WORK TO COMPLETE:
Every line of the data is to be transcribed as it stands.

EXTRACTED INFORMATION Start Marker

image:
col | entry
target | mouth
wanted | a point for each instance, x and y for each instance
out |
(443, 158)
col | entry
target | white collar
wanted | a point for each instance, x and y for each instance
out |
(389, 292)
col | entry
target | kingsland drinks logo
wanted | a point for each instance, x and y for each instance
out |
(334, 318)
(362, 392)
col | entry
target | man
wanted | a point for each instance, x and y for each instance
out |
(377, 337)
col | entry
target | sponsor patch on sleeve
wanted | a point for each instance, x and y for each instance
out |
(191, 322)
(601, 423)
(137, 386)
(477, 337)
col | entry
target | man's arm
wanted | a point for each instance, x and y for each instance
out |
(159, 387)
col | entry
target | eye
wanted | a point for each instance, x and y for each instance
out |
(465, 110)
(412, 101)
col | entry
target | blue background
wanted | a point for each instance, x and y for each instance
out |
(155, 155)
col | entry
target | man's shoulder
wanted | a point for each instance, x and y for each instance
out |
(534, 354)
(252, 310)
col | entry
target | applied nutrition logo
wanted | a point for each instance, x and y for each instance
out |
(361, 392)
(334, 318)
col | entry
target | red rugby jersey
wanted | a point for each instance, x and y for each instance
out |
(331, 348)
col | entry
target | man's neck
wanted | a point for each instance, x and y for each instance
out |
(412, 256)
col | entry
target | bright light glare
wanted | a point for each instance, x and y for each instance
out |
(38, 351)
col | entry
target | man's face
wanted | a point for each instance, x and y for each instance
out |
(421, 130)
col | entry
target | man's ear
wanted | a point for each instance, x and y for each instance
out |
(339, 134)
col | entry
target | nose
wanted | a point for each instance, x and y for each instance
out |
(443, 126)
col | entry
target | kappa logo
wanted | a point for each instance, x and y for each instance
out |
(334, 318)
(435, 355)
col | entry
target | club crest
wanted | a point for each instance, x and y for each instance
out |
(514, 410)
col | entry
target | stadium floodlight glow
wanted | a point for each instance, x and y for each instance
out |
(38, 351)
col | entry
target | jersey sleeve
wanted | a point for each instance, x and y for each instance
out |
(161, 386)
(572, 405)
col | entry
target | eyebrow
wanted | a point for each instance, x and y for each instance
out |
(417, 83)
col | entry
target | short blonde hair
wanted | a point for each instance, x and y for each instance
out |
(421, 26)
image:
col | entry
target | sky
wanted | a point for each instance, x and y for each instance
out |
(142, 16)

EXTRACTED INFORMATION End Marker

RESULT BELOW:
image:
col | entry
target | mouth
wanted | a point for each instance, x and y for each instance
out |
(443, 158)
col | entry
target | white collar
wanted | a point for each instance, x and y for each instance
out |
(389, 292)
col | entry
target | kingsland drinks logo
wanted | a point for each instance, x and y for each instance
out |
(334, 318)
(362, 392)
col | entry
target | man
wanted | a point for each instance, x and y for each instance
out |
(377, 337)
col | entry
target | sponsor patch on sleeve
wanted | a point for each instance, x and y for each instance
out |
(191, 322)
(601, 423)
(137, 386)
(477, 337)
col | entry
target | man's arm
wanted | a point for each instance, x and y for each instance
out |
(159, 387)
col | entry
target | eye
wanted | a point for each instance, x and y for each instance
out |
(465, 110)
(412, 101)
col | entry
target | blue background
wanted | a point for each instance, x and y for each instance
out |
(155, 155)
col | entry
target | man's shoulder
wanted | a point for each instance, x and y for each instance
out |
(534, 354)
(252, 310)
col | entry
target | applied nutrition logo
wanted | a point for each instance, x and y for each instance
out |
(361, 392)
(334, 318)
col | entry
target | red rugby jersey
wanted | a point for each instance, x and y for each instance
out |
(331, 348)
col | entry
target | man's neck
wanted | a point for each instance, x and y for each instance
out |
(412, 256)
col | entry
target | bright light glare
wanted | a point for each instance, x and y for each instance
out |
(38, 351)
col | entry
target | man's face
wanted | a point for each instance, x and y for each instance
out |
(421, 130)
col | entry
target | man's ear
wanted | a point for each instance, x and y for each instance
out |
(339, 134)
col | entry
target | nose
wanted | a point for each instance, x and y for each instance
out |
(443, 126)
col | entry
target | kappa logo
wanted | a point for each instance, x and y for each instance
out |
(334, 318)
(435, 355)
col | entry
target | club crest
wanted | a point for each instance, x and y for each instance
out |
(514, 410)
col | entry
target | stadium floodlight glow
wanted | a point for each instance, x and y for each instance
out |
(38, 351)
col | entry
target | jersey sleeve
wanted | a point for each instance, x and y for each instance
out |
(161, 386)
(572, 405)
col | entry
target | eyebrow
wanted | a point for each instance, x and y for each instance
out |
(417, 83)
col | entry
target | short blonde hair
wanted | a point for each instance, x and y for each instance
out |
(421, 26)
image:
col | entry
target | sky
wanted | a point for each instance, x and y for each instance
out |
(142, 16)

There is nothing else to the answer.